**DIRECTION**
Return only the lines starting at the line that contains "shaped like [198,518]." and ending with the final line of the listing; include both endpoints.

**EXERCISE INPUTS**
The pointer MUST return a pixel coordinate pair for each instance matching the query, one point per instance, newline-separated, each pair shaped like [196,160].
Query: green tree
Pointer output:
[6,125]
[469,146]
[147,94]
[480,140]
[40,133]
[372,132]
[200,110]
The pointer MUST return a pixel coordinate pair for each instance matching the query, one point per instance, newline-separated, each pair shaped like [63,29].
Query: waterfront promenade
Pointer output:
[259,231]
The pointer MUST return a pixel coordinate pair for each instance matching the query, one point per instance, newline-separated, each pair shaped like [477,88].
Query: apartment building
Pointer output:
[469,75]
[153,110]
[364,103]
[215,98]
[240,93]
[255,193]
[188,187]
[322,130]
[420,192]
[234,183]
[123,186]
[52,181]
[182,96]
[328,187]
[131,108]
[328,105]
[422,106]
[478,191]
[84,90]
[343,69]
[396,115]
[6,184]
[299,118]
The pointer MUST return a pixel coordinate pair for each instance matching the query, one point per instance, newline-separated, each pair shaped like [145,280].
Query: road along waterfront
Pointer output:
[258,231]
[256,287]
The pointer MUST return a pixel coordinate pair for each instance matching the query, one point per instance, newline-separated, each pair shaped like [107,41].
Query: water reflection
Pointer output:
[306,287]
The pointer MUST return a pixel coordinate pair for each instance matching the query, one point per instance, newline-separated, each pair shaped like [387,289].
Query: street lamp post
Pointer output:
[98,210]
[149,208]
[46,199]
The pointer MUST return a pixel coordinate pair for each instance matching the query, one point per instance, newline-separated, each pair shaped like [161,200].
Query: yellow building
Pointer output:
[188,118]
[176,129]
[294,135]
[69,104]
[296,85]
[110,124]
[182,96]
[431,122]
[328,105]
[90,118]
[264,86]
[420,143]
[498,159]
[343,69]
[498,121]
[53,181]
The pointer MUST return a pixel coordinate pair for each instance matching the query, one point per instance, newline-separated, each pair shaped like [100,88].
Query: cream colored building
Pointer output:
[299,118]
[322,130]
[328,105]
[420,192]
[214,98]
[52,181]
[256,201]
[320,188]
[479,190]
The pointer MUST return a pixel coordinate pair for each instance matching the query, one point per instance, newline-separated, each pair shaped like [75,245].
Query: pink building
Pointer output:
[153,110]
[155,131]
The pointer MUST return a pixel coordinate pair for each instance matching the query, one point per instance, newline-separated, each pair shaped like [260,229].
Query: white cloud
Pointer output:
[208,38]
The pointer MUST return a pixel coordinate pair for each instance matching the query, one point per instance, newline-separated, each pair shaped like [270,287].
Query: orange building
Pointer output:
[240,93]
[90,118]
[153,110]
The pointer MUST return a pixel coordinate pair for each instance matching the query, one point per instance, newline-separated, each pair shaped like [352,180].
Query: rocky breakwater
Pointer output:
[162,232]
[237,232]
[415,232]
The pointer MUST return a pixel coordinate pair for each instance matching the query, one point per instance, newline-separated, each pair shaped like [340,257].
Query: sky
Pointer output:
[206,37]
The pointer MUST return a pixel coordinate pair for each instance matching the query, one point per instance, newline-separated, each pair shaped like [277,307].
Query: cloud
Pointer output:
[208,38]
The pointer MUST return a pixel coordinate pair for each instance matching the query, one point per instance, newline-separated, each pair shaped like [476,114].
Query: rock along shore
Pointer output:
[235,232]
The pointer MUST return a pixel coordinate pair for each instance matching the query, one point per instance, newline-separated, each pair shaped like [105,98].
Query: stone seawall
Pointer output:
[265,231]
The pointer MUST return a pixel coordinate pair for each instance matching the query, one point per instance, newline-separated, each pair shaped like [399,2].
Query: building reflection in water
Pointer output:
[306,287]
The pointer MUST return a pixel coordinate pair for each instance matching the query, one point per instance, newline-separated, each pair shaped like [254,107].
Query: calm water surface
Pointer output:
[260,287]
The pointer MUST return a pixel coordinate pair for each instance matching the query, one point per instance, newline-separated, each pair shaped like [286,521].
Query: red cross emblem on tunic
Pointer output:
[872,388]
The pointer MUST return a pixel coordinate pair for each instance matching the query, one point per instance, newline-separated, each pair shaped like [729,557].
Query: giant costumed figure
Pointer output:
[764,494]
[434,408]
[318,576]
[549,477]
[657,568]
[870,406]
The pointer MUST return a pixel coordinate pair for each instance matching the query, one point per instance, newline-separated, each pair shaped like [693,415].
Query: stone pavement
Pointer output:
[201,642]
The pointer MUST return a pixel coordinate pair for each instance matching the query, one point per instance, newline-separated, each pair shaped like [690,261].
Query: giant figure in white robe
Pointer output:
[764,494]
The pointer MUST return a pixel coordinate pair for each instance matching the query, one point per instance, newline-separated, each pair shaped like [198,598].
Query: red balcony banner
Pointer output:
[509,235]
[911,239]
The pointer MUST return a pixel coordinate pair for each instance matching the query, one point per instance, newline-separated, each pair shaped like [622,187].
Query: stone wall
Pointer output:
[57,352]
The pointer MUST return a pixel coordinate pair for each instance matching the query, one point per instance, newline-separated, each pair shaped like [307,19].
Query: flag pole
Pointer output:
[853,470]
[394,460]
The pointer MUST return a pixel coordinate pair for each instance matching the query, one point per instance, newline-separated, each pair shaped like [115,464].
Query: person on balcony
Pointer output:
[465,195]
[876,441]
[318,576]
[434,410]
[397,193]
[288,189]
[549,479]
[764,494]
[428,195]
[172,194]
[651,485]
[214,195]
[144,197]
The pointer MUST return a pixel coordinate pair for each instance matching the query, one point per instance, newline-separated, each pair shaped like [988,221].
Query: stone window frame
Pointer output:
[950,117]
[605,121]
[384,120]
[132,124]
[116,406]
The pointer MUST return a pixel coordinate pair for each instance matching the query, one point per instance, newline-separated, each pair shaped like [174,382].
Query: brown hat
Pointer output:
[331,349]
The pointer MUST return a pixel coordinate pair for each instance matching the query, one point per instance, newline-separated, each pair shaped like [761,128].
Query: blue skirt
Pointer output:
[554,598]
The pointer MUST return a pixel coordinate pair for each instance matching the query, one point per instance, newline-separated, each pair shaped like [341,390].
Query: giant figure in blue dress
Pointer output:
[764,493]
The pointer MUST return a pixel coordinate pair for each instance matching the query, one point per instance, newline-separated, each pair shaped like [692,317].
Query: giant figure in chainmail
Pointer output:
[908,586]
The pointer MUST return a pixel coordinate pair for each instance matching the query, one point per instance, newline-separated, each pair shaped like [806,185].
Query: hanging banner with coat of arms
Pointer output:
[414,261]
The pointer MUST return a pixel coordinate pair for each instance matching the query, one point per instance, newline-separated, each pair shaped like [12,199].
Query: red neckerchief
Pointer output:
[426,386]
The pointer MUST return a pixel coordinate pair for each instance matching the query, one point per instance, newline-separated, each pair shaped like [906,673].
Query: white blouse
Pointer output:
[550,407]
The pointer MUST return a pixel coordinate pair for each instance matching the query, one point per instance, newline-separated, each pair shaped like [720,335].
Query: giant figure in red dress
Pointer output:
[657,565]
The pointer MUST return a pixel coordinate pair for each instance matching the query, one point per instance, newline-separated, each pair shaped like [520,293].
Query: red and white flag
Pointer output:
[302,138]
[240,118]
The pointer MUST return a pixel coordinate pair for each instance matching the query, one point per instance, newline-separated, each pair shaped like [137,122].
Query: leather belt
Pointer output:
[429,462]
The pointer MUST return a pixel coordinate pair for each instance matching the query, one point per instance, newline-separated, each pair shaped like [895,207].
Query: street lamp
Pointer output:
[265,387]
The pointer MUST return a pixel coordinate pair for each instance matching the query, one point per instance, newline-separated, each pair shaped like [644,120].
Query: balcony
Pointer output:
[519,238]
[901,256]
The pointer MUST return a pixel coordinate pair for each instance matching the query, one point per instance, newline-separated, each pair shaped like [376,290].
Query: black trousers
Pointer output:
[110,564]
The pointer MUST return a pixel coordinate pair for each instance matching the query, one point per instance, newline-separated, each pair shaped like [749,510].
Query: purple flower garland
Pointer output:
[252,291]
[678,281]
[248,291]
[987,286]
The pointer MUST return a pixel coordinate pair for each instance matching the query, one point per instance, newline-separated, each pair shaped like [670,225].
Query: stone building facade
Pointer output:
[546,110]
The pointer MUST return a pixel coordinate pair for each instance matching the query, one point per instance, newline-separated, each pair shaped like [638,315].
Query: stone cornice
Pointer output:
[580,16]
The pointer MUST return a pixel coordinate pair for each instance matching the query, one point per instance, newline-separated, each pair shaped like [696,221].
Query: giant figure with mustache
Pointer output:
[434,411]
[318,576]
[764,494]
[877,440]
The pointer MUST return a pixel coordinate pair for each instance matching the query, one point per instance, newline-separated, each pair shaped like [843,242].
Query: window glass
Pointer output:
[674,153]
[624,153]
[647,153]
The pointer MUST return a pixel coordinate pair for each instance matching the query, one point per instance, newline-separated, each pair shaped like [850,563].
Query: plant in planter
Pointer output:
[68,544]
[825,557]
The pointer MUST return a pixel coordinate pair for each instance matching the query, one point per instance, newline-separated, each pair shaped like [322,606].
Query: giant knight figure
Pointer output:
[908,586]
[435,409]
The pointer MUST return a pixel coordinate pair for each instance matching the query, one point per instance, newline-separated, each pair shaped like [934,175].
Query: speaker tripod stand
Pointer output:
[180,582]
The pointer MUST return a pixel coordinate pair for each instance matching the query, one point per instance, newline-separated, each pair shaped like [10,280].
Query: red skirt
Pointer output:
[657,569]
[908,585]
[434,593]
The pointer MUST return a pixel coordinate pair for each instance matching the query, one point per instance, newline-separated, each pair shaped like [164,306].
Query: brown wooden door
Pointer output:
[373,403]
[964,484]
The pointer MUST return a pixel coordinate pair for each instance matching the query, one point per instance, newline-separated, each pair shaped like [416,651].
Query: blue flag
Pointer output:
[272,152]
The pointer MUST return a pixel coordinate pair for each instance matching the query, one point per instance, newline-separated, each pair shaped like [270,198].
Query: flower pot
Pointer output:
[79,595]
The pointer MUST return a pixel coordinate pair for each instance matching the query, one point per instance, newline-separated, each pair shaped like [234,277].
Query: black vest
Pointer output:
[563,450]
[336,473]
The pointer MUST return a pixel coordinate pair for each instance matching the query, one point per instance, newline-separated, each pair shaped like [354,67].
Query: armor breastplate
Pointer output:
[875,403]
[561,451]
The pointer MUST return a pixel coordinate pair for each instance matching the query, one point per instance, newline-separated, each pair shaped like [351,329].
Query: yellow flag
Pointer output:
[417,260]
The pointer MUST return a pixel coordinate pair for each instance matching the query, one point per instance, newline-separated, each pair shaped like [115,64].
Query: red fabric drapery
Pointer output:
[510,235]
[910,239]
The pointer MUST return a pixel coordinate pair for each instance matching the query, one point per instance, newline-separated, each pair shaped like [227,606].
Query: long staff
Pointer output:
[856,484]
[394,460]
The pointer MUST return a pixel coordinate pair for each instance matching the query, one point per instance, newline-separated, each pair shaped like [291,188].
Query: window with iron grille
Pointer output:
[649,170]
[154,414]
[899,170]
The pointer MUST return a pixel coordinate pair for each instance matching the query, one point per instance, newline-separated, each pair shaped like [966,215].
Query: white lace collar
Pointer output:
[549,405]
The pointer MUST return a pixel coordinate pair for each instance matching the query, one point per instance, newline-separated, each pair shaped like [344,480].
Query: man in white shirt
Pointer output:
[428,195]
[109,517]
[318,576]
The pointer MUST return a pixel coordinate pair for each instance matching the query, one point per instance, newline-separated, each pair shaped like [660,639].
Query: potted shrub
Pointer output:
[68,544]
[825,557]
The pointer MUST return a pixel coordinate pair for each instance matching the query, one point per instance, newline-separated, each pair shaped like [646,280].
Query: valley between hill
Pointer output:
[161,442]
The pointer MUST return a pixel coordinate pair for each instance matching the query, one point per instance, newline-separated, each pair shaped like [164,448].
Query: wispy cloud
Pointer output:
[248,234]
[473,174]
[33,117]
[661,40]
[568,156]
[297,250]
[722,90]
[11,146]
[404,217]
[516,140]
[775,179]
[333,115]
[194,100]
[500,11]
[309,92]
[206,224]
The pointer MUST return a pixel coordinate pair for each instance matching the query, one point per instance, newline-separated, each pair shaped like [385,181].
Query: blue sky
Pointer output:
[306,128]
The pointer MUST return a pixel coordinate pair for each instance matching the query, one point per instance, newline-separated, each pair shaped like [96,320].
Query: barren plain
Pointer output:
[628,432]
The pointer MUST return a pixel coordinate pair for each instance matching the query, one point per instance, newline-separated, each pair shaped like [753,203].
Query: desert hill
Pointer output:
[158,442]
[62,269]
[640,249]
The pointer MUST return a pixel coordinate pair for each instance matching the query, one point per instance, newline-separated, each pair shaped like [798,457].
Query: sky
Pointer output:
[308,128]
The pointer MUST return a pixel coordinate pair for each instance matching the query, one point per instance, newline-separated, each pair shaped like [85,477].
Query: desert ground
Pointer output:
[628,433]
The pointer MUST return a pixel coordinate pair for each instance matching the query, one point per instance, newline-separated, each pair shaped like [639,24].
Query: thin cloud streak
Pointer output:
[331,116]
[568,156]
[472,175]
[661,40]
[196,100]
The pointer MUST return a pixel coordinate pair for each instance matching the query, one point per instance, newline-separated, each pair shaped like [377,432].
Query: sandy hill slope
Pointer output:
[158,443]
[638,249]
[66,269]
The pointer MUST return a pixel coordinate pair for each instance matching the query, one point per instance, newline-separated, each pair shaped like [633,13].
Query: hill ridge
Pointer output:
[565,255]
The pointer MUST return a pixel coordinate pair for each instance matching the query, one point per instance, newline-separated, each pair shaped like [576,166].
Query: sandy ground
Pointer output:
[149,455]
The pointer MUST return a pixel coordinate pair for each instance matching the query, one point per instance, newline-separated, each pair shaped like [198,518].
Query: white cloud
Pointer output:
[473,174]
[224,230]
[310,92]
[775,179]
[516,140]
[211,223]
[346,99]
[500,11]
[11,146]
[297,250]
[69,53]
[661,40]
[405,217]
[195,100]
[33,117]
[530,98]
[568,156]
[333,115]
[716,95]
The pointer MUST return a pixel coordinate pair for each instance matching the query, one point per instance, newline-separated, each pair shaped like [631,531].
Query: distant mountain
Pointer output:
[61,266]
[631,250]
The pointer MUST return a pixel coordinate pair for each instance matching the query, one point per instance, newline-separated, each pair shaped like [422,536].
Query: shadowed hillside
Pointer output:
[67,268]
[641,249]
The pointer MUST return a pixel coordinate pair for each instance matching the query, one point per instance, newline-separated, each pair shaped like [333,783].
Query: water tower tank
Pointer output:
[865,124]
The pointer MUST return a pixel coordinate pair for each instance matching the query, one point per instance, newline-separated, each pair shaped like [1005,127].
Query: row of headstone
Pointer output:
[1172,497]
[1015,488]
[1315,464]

**RESULT FOR THIS EXERCISE**
The pointer MUST return a pixel coordinate pair for each instance matching the query, one point per instance, newline-separated, each pair shaped like [198,518].
Query: white cloud
Pointer output:
[473,174]
[224,230]
[310,92]
[775,179]
[516,140]
[211,223]
[346,99]
[500,11]
[11,146]
[297,250]
[69,53]
[661,40]
[405,217]
[195,100]
[33,117]
[530,98]
[568,156]
[333,115]
[716,95]
The pointer MUST return a pixel coordinate pair for each instance matching the query, one point per instance, newline-separated, each pair shaped like [631,531].
Query: distant mountain
Pointer output:
[61,266]
[631,250]
The pointer MUST return a pixel coordinate pair for each instance matching the query, one point per instance, newline-separated, each pair shaped like [422,536].
Query: shadowed hillside
Pointer output:
[67,268]
[641,249]
The pointer MUST return a pixel coordinate pair for each instance matching the query, one point per instance, newline-separated, each pair shaped like [333,783].
Query: water tower tank
Pointer output:
[865,124]
The pointer MUST return a pixel coordinate pair for each instance matching the query, one point per instance, newline-separated, each pair shaped like [1005,127].
Query: row of headstone
Pointer output:
[1172,497]
[1015,488]
[1315,464]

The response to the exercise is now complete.